Dataset entries
= Beginning of Section =

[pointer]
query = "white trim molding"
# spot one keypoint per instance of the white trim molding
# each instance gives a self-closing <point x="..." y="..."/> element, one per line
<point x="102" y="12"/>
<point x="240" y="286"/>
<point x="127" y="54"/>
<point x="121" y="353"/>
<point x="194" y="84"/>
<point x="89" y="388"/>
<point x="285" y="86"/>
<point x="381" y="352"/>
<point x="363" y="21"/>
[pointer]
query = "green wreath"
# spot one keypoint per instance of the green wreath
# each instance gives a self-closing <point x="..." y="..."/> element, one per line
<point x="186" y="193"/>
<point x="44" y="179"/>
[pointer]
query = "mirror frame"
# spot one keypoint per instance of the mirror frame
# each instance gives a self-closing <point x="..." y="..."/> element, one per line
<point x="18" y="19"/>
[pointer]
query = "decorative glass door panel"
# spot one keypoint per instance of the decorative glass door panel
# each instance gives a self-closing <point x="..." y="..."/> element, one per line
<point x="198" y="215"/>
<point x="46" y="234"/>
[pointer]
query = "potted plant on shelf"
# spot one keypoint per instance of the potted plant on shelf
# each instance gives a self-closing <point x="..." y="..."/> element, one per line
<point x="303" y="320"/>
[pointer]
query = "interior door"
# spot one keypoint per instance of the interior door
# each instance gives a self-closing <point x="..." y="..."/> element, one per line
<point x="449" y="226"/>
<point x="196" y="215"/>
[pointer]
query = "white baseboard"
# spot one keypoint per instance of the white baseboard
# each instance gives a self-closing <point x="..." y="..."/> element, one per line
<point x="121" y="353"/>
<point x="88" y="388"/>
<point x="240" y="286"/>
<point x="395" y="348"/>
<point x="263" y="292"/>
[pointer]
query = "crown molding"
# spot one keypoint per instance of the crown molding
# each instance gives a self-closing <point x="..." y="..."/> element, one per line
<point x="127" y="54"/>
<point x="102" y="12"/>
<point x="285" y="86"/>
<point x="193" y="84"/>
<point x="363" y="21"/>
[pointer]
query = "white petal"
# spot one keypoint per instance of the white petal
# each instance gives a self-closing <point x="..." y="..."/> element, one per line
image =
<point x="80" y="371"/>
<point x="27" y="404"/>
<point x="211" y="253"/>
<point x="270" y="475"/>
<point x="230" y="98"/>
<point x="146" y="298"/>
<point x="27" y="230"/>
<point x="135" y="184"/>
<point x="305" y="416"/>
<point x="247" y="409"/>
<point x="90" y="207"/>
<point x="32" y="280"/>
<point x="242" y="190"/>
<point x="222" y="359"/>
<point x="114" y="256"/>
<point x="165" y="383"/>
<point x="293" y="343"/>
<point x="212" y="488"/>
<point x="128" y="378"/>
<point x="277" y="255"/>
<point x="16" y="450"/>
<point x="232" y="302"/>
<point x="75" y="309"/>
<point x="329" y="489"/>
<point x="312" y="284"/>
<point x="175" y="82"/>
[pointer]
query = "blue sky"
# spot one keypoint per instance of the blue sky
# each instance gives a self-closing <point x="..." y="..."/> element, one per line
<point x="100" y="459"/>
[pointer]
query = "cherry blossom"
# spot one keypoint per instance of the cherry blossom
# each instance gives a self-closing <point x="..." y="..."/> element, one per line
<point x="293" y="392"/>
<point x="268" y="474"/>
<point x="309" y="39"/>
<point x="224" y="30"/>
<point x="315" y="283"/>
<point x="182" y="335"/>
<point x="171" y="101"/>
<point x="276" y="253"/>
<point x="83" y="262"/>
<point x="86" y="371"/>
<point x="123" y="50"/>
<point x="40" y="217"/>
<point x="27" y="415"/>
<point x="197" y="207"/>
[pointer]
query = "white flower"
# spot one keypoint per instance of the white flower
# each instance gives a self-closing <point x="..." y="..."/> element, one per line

= End of Section =

- _Task_
Restate word for word the lines above, beginning at the first one and ending at the line that carries "# spot one keypoint per instance of the green".

- _Reply to the exercise_
[pointer]
query = "white trim molding"
# spot one keypoint per instance of the white trim molding
# each instance gives a self-closing <point x="..." y="..."/> element, one per line
<point x="102" y="12"/>
<point x="240" y="286"/>
<point x="127" y="54"/>
<point x="121" y="353"/>
<point x="194" y="84"/>
<point x="89" y="388"/>
<point x="285" y="86"/>
<point x="381" y="352"/>
<point x="363" y="21"/>
[pointer]
query = "green wreath"
# spot one keypoint per instance of the green wreath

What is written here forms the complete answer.